■ Activity
Without including any picture, repeat the records below exactly.

Recorded data:

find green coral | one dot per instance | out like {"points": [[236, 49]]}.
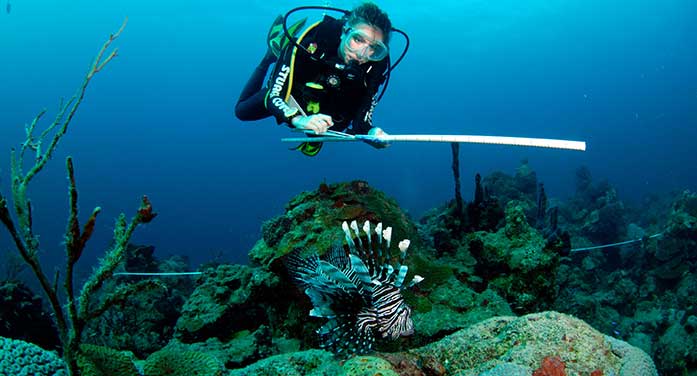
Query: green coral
{"points": [[167, 362], [516, 262], [312, 221], [228, 299], [368, 366], [103, 361], [303, 363]]}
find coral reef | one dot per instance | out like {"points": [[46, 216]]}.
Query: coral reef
{"points": [[516, 263], [169, 362], [22, 316], [311, 221], [103, 361], [644, 294], [19, 358], [543, 343], [227, 300], [143, 323]]}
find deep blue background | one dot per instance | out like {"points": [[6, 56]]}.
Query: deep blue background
{"points": [[159, 119]]}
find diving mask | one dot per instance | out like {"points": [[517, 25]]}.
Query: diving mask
{"points": [[363, 45]]}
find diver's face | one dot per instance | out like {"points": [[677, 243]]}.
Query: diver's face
{"points": [[362, 43]]}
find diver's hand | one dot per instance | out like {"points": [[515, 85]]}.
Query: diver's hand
{"points": [[318, 123], [376, 142]]}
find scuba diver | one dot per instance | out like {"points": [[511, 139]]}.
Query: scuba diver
{"points": [[325, 76]]}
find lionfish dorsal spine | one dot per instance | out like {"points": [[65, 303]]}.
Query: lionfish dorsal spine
{"points": [[378, 230], [362, 274], [349, 238], [399, 280], [366, 229], [354, 227], [417, 278]]}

■ Final answer
find green coral | one dot per instance | out like {"points": [[236, 49]]}.
Query: green coral
{"points": [[167, 362], [516, 262], [312, 221], [228, 299], [368, 366], [103, 361], [303, 363]]}
find coral reef | one dot per instance | out like {"points": [[46, 216]]}.
Query: coral reef
{"points": [[516, 263], [169, 362], [22, 316], [311, 221], [103, 361], [644, 294], [19, 358], [543, 343], [227, 300], [143, 323]]}
find deep blue background | one dot per instance | out like {"points": [[6, 56]]}.
Query: deep blue background
{"points": [[159, 119]]}
find diving mask | one dot per instance | out like {"points": [[517, 25]]}.
Query: diving mask
{"points": [[363, 45]]}
find diver's face | one dot per instance | out like {"points": [[677, 243]]}.
Query: diver's face
{"points": [[362, 43]]}
find diver's hand | one dot per instance | out like {"points": [[515, 85]]}.
Query: diver's hand
{"points": [[318, 123], [376, 142]]}
find scuba diver | one dot per instance | out like {"points": [[511, 139]]}.
Query: scuba diver
{"points": [[325, 76]]}
find lionfish dorsal spine | one dot per instance | out like {"points": [[65, 303]]}.
Query: lionfish dorsal spine
{"points": [[378, 230], [362, 274], [349, 238], [399, 280], [366, 229], [354, 227], [417, 278]]}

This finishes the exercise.